Short exercise ->
Give a verbatim repeat of the lines that run from the line containing "Could you please mark the green edge" to the end of the data below.

Records for the task ->
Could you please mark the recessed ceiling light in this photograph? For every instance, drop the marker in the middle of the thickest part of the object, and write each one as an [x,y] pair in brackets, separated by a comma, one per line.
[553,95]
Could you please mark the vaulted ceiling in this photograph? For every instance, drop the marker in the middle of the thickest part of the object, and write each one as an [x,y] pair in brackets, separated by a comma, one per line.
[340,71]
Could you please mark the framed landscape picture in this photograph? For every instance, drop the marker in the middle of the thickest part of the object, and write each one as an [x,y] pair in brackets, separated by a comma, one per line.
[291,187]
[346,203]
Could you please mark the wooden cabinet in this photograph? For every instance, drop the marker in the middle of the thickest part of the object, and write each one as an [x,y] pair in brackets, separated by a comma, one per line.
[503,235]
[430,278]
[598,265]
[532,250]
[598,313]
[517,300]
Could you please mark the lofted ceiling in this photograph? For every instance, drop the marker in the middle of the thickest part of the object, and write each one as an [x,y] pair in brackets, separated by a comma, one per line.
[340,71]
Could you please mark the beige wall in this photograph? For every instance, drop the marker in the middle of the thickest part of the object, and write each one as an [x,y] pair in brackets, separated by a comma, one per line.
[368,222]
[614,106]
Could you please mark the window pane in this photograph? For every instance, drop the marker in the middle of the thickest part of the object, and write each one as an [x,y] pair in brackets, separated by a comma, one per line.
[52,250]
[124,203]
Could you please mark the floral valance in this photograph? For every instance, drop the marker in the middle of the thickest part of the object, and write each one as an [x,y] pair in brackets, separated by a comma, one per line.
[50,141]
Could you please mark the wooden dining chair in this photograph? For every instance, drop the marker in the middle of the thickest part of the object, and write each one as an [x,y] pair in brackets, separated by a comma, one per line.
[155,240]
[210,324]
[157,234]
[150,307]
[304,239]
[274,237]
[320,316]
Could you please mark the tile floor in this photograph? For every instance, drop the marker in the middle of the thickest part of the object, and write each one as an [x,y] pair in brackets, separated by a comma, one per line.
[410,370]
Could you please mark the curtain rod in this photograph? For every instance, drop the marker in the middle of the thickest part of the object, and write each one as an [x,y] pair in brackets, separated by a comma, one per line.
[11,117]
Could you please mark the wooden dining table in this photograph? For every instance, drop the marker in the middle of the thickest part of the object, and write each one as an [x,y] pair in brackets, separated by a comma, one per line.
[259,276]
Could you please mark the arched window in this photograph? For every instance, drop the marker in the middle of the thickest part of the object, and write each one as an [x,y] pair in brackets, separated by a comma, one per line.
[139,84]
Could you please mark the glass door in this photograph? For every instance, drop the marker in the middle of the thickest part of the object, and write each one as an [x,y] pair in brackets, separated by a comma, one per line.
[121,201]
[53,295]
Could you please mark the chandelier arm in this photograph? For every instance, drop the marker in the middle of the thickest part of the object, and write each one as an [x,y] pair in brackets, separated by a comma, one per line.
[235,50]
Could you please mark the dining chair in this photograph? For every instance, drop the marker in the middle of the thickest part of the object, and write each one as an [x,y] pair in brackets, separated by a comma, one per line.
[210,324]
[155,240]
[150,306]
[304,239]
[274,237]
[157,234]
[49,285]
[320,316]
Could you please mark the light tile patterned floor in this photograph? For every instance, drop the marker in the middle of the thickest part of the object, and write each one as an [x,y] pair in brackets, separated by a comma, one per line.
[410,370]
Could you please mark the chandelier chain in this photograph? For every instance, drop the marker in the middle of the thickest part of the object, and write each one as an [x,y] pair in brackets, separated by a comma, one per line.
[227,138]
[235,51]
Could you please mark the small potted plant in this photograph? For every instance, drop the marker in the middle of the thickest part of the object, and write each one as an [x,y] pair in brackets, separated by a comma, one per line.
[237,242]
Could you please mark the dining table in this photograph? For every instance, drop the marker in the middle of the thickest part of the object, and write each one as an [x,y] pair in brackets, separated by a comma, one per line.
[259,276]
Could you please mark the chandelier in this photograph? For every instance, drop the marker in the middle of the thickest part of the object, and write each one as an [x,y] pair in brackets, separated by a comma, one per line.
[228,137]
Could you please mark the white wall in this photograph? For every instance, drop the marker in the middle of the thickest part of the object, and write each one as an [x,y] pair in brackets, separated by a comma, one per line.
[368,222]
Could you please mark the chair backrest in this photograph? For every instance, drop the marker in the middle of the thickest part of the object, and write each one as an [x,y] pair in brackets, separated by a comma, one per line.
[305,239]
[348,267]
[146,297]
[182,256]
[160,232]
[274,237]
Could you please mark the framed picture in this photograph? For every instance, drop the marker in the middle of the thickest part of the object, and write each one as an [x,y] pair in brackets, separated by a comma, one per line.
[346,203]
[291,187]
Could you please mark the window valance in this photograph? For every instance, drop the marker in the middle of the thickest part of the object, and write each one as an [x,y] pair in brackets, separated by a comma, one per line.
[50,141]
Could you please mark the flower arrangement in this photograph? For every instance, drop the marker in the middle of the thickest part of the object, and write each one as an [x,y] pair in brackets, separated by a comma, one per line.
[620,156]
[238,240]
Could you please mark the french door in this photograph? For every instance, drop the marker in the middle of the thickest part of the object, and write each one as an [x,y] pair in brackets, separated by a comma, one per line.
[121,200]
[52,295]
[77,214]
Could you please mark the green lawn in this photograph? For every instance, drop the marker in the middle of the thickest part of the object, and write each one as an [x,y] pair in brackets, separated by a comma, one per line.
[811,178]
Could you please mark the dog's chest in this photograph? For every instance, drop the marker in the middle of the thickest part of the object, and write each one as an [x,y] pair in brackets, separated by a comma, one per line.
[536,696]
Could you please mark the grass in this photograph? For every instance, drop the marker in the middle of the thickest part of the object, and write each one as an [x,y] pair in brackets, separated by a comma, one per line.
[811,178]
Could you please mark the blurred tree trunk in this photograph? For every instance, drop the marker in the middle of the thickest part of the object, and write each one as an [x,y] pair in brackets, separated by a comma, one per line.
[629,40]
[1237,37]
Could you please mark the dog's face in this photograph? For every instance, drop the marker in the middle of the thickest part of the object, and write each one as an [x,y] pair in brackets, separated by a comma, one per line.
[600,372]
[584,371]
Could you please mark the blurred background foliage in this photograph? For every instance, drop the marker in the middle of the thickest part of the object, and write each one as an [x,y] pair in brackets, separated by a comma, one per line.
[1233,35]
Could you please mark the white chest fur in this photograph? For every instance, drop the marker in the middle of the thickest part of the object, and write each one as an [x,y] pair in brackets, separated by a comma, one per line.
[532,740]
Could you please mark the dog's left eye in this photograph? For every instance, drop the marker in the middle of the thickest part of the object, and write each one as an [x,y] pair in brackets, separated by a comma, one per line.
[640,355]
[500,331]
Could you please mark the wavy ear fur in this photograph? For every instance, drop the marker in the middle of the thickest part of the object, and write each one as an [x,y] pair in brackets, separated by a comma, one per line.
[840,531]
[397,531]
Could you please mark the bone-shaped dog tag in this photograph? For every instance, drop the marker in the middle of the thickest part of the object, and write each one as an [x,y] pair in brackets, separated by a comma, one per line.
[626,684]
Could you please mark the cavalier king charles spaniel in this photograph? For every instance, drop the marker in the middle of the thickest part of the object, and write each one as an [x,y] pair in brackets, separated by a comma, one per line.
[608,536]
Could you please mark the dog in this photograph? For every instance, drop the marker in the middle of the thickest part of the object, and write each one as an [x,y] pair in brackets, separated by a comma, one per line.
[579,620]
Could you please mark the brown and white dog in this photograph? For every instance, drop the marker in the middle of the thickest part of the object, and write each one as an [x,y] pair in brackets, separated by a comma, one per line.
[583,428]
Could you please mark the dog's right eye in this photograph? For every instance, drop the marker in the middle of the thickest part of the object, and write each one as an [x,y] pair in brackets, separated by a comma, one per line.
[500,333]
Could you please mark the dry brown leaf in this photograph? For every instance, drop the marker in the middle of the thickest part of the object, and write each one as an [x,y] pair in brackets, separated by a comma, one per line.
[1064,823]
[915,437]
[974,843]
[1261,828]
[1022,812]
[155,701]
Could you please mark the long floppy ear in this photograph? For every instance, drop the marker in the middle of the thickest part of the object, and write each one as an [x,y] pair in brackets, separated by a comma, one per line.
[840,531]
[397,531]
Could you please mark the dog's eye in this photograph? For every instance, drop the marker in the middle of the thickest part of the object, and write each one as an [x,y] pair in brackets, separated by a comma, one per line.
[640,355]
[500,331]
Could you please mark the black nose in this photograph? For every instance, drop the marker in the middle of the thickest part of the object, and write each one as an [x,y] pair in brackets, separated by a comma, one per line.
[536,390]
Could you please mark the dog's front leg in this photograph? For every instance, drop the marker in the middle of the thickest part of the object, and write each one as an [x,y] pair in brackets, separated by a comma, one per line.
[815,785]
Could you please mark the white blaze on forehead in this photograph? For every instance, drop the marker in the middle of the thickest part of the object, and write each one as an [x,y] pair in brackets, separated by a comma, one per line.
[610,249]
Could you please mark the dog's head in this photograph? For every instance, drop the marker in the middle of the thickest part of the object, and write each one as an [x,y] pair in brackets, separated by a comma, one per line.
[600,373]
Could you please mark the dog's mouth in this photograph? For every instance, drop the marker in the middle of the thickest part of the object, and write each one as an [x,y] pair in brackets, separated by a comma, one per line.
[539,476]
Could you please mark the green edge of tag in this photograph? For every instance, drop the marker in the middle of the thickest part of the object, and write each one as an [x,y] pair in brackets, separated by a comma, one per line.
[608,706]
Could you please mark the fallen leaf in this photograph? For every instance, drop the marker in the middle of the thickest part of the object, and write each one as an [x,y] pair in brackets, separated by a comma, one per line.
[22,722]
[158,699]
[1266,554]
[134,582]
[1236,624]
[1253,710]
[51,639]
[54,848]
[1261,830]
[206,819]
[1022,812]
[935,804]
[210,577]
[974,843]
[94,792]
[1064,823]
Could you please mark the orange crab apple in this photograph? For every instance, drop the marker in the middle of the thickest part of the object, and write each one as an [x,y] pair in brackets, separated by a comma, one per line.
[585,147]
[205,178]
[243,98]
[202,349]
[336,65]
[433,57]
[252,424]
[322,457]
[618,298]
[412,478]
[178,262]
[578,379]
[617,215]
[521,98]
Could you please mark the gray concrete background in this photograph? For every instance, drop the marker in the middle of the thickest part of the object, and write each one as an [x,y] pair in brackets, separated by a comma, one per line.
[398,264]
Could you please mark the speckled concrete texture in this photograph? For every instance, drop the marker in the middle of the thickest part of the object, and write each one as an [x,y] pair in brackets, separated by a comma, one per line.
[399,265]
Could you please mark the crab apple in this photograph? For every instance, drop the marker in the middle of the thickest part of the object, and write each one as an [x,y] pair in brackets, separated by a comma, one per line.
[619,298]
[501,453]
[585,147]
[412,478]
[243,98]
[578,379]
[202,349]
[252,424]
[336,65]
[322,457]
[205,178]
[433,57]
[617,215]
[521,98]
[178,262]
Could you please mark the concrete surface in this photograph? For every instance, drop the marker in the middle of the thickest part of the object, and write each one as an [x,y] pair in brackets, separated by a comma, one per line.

Full output ->
Could you please mark the green edge of tag in this photograph? For every instance, drop the marker in the middle of the thickest part of the object, and write each one as an [x,y] pair in brackets, separated by a comma, one per line.
[608,706]
Could you please mark the fallen leaf in this photograph? For every instance, drop the marker in the middle of the thickest part of the object, and write each one as an [x,y] pair in brackets, separated by a comma, one per line.
[22,722]
[158,699]
[1266,554]
[134,582]
[1236,624]
[1253,710]
[51,639]
[54,848]
[1261,830]
[206,819]
[1022,812]
[935,804]
[210,577]
[974,843]
[94,792]
[1064,823]
Could you please mark the orange crab apple in this photograph? For every instance, drop the marker in the middle of the thickest part of the object, and write each one as an [x,y] pair in brackets, separated by a comma, one per line.
[585,147]
[205,178]
[243,98]
[202,349]
[336,65]
[433,57]
[252,424]
[322,457]
[618,298]
[412,478]
[178,262]
[578,379]
[617,215]
[521,98]
Could you please mark the gray concrete background in this photograph? For every instance, drop the marker in the middle of the thickest part of the object, and write each one as an [x,y] pair in brackets, separated by a comma, one per line.
[398,264]
Could you please mark the speckled concrete texture in this photograph? For every instance, drop the marker in the middle of the thickest part of the object, and write each one as an [x,y] pair in brackets, separated by a comma, one per line.
[399,265]
Could you please mark the crab apple in this photograph? For every instance, drop the marker in the middle of the thickest part of the object, and write each one as an [x,y] pair in brackets, separated by a comma, one per line.
[619,298]
[501,453]
[585,147]
[412,478]
[243,98]
[578,379]
[202,349]
[252,424]
[336,65]
[322,457]
[205,178]
[433,57]
[617,215]
[521,98]
[178,262]
Could you please mark the concrete surface in this photograph? For every instance, drop the marker in the middle of the thickest part of the object, and write each one as an [x,y] pair in brackets, separated by a comma, one per line.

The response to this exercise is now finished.